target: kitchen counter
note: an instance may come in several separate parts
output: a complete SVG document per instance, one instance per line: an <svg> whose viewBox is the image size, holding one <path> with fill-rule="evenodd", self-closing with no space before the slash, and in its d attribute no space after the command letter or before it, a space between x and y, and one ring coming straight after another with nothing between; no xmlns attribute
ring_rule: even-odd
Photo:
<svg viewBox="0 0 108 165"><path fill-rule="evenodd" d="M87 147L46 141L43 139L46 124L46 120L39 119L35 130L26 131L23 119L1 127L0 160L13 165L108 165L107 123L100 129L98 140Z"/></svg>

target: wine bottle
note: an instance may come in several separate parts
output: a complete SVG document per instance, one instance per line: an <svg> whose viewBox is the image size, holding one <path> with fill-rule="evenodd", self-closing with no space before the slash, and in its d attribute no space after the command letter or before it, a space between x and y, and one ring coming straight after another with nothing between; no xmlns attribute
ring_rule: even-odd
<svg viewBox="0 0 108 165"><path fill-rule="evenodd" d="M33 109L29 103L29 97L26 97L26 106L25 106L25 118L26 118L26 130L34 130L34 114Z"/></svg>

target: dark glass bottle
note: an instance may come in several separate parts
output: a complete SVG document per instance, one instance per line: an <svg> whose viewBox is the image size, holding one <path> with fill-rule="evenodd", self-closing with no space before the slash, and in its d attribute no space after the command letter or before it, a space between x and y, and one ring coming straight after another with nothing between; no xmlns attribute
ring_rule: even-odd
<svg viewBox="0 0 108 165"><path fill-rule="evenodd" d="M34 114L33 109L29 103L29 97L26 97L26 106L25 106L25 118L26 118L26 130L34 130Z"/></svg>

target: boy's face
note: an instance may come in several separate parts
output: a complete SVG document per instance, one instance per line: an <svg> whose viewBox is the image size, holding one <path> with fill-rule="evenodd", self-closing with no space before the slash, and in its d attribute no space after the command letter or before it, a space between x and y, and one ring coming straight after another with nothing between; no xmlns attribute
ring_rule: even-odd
#####
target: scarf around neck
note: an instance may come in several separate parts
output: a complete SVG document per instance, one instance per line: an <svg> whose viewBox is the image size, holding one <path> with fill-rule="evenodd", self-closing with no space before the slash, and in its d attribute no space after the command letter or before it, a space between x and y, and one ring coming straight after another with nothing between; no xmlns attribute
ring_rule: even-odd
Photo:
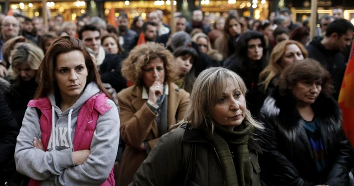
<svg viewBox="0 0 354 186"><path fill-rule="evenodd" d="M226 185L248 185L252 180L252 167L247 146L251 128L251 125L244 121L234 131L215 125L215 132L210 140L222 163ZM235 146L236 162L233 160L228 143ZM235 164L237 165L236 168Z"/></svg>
#####
PROBLEM TO SOLVE
Pull out every line of the material above that contains the string "target", matching its case exactly.

REPLY TO THE EXERCISE
target: kitchen counter
target: wine bottle
target: dark glass bottle
target: boy's face
target: scarf around neck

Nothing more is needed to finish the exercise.